• **BRIEF**: Retype each line of the material exactly, please, skipping any picture in it.

----- TASK INPUTS

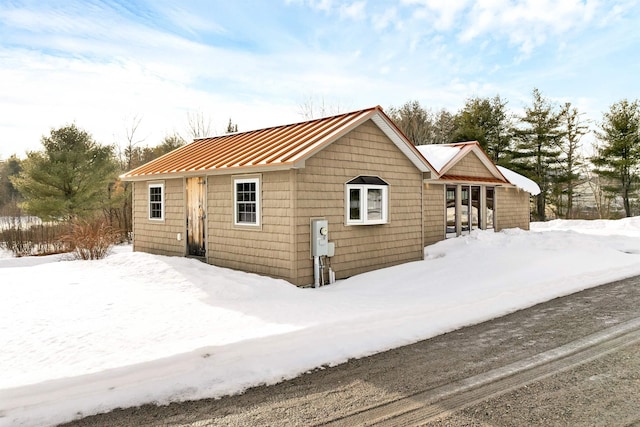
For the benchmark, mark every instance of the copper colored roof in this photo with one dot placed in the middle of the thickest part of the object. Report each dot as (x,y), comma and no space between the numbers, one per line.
(280,146)
(471,178)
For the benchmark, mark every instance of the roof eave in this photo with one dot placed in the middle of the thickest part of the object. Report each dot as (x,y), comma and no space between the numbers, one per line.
(236,170)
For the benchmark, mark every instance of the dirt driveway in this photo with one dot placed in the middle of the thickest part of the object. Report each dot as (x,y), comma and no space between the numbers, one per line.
(601,389)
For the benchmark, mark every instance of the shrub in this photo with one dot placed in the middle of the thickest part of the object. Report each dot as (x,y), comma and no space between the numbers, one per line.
(91,239)
(23,239)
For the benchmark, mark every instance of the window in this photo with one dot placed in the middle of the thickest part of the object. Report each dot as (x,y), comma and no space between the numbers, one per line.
(156,202)
(489,203)
(451,211)
(367,201)
(247,201)
(474,210)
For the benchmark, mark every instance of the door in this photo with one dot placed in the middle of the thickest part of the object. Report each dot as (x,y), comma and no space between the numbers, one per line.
(196,216)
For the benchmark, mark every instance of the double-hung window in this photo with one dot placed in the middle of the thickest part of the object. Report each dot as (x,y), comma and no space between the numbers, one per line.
(246,201)
(367,201)
(156,201)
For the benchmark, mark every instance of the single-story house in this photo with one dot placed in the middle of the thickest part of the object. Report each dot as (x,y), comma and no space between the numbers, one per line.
(349,190)
(477,193)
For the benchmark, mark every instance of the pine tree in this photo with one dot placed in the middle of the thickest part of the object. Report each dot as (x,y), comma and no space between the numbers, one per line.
(487,121)
(618,155)
(570,162)
(414,121)
(537,149)
(69,179)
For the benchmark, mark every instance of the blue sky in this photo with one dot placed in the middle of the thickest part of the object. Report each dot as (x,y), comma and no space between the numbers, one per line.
(105,63)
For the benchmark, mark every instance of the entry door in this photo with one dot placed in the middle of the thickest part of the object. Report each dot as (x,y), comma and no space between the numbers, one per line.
(196,216)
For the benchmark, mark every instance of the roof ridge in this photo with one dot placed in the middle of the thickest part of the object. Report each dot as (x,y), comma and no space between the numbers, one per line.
(335,116)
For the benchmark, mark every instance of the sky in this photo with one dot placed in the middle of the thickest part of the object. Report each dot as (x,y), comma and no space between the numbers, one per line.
(83,337)
(106,65)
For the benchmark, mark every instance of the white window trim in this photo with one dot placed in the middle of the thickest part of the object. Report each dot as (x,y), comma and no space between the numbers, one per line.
(162,200)
(237,181)
(364,220)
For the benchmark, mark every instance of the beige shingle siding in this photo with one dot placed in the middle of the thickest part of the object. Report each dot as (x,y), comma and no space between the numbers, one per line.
(263,250)
(160,237)
(470,165)
(434,213)
(321,192)
(512,208)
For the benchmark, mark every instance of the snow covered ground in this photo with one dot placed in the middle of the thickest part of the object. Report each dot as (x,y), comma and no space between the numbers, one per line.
(82,337)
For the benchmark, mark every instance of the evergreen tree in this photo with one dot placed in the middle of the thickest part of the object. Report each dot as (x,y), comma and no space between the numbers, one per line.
(9,194)
(536,148)
(69,178)
(414,121)
(487,121)
(618,155)
(570,161)
(443,127)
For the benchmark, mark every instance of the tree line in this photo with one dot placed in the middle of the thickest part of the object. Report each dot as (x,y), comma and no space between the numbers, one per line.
(544,143)
(72,176)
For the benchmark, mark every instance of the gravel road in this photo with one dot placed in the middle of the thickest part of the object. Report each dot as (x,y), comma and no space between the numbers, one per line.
(604,391)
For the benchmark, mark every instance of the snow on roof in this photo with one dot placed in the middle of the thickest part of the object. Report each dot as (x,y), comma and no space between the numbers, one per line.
(520,181)
(438,155)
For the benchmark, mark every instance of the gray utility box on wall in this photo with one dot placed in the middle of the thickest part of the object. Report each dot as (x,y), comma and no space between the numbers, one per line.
(319,237)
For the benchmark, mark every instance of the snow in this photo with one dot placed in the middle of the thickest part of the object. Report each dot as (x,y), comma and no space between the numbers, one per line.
(439,155)
(83,337)
(520,181)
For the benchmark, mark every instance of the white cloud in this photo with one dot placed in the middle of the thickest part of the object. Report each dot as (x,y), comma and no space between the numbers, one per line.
(384,19)
(355,10)
(526,24)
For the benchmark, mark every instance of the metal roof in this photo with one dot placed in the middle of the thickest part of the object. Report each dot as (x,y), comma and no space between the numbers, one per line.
(284,146)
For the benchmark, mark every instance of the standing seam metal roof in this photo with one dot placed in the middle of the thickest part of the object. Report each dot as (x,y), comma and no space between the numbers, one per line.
(280,145)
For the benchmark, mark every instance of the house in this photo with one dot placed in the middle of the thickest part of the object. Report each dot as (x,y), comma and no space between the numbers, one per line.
(470,192)
(348,192)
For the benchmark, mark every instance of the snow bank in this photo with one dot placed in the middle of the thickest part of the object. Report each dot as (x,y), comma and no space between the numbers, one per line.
(82,337)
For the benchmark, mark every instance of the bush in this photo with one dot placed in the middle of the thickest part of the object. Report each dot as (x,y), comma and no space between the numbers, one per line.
(23,239)
(91,239)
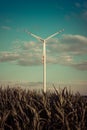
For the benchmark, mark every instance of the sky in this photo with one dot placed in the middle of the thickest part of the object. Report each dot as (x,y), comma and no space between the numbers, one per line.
(21,54)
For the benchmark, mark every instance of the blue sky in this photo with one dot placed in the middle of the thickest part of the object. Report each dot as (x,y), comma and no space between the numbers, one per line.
(21,54)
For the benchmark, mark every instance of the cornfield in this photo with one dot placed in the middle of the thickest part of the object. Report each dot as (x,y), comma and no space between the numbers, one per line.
(31,110)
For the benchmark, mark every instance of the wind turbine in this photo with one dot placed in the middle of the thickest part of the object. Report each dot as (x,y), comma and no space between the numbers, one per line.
(44,53)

----------

• **TASK OUTPUT**:
For the benchmark, mark every instance of the copper colored roof in this photo with one dot placed in the middle of the thickest part of the object. Report each dot as (x,y), comma and no space between the numbers, one per line.
(280,146)
(471,178)
For the benchmark, mark every instance of the roof eave in this photo with one dot placed in the middle of the thickest part of the object. Report each dot as (x,y), comma and no space between the numbers, one per line.
(236,170)
For the benchmark, mark every instance of the dirt driveway in this photo with one dot placed in the middle of the thickest part of the object. Report each dot as (x,y), comma and no space between the numbers, one per line.
(601,389)
For the benchmark, mark every instance of the shrub in this photo with one dot placed in the middle of the thickest part of the object. Report each dot as (x,y), comma and no space between the numbers, one per line.
(91,239)
(23,239)
For the benchmark, mark every instance of the window in this photo with one dot placed in the middle of the thickest part of the object. Report each dot as (x,y), comma and no space between the numbers, one per line.
(156,202)
(489,203)
(451,211)
(367,201)
(247,201)
(474,210)
For the benchmark, mark every instance of the door in this photo with one dot placed in the middle of the thickest part of the object. Report each dot as (x,y), comma and no space between the numbers, one per line.
(196,216)
For the benchmark, mark every instance of the double-hung window in this photo with one dot placed in the middle of the thickest part of the object. Report each dot as (x,y), comma and no space between the numbers, one per line.
(246,201)
(367,201)
(156,201)
For the benchmark, mark every instance of the single-story house in this photo with one dot placed in the middle of the thickest part of the object. Report each dot as (x,y), comma and no space between the numbers, one per line.
(349,190)
(477,193)
For the benchmark, mark every instance of the pine tree in this photo with one dot placed in the middle of the thickest part of the object. Report each dot as (x,y), comma and no space between the numbers, one per line.
(487,121)
(618,155)
(570,162)
(414,121)
(537,149)
(69,179)
For the benchmark, mark every instance of the blue sky in this photo with one dot placed in the middle of the thickest part of the object. Report each dot as (x,y), comma and no space between the numbers, one per line.
(105,63)
For the benchmark, mark every instance of the entry door in this photo with one dot placed in the middle of the thickest part of the object. Report each dot as (x,y), comma and no space between the numbers, one per line.
(196,216)
For the benchmark, mark every instance of the roof ridge in this photo with one dot placed in the middle of the thickest part of the object. Report each dot as (x,y), comma and no space between the numbers, one per line.
(335,116)
For the benchmark, mark every instance of the sky in this photo with one dot placed in the middle of the thickest part of the object. Report each dot as (x,y), comma and no space between the numbers, one per line.
(83,337)
(106,65)
For the benchmark, mark every instance of the white window trim in this photo with one dot placed in the middle of the thickest part of the object. Report each dot as (x,y), comma and no space between the numbers, one per line.
(162,200)
(237,181)
(364,220)
For the benchmark, mark every instance of the beige shingle siding in this photo with one dot placed in the middle of the thickest part of the object. Report each dot as (x,y), comma and no space between the numbers, one per line.
(263,250)
(160,237)
(470,165)
(434,213)
(321,192)
(512,208)
For the benchmark, mark every instance of the snow covered ground in this photo with one dot placed in the middle of the thickest part of the object. Report each dot as (x,y), comma and no space between the numbers, one per line.
(82,337)
For the benchmark, mark every instance of the evergreen tree in this photo with one dot placed in the middle of the thickest part of the object. Report each dot as (x,y), comma and no space between the numbers, one per line.
(9,194)
(536,148)
(69,178)
(414,121)
(487,121)
(618,155)
(570,161)
(443,127)
For the benchmark, mark every instance of the tree line in this photo with one dot placed in the middle of the thickest part of the object. Report each dot as (x,y), comma and no space between the numbers, one per line.
(544,143)
(72,176)
For the benchmark, mark every instance of the gravel road in this photo with one dot placed in the middle of the thickest part of the object. Report each dot as (x,y), comma and no space between the numbers, one per line.
(604,391)
For the benchmark, mark every instance of the snow on roof in this photo with one dot placed in the middle of the thickest part of the object. Report each dot as (x,y), comma and no space between the numbers, one per line.
(520,181)
(438,155)
For the benchmark, mark every instance of the gray utility box on wall in this photo with one dot placed in the middle of the thickest part of the object. Report each dot as (x,y), comma and no space between the numbers, one per line.
(319,237)
For the benchmark, mark every instance of the snow in this photo with one dot placed in the middle of the thickest part of the object. Report each dot as (x,y), comma and no space between the numbers, one per line.
(439,155)
(83,337)
(520,181)
For the benchmark, mark every instance of the white cloud in this photo with one dot placed in the middle of the thickest part of the object. Report each dot as (x,y), comma and no space between the numbers, one per line.
(384,19)
(355,10)
(526,24)
For the benchmark, mark every instance of the metal roof in this photo with one dot placed in the middle of the thickest part of the object. Report each dot as (x,y), comma and no space between the numbers, one per line.
(284,146)
For the benchmark, mark every instance of the standing seam metal roof in this photo with one dot placed in the middle of the thickest part of the object. Report each dot as (x,y), comma and no space between the numbers, one per line.
(280,145)
For the benchmark, mark every instance of the house in this photo with one dot placed in the middle of the thickest part of the object. Report each dot as (x,y), comma and no space between the numbers, one per line.
(470,192)
(348,192)
For the benchmark, mark every instance of the snow bank in this photo with one dot placed in the middle of the thickest part of the object. Report each dot as (x,y), comma and no space between the numbers, one per line.
(82,337)
For the benchmark, mark every instance of the bush in this photo with one dot placed in the middle of the thickest part of the object. Report each dot as (x,y), comma and no space between the numbers, one per line.
(23,239)
(91,239)
For the benchmark, mark every instance of the sky in this photo with one dot placed in the middle of the thickest part of the object. Report each dot as (x,y), comma and no space between the numbers, one per line.
(21,54)
For the benchmark, mark every instance of the blue sky in this photo with one dot placed in the middle of the thickest part of the object. Report each dot as (x,y), comma and no space between the numbers, one per line.
(21,54)
For the benchmark, mark every instance of the cornfield in this photo with one dot placed in the middle of the thickest part of the object. Report each dot as (x,y), comma and no space between the numbers, one per line.
(31,110)
For the benchmark, mark every instance of the wind turbine in this photo with one dot placed in the middle of the thickest part of the object. Report each dot as (x,y), comma and no space between the numbers, one per line.
(44,53)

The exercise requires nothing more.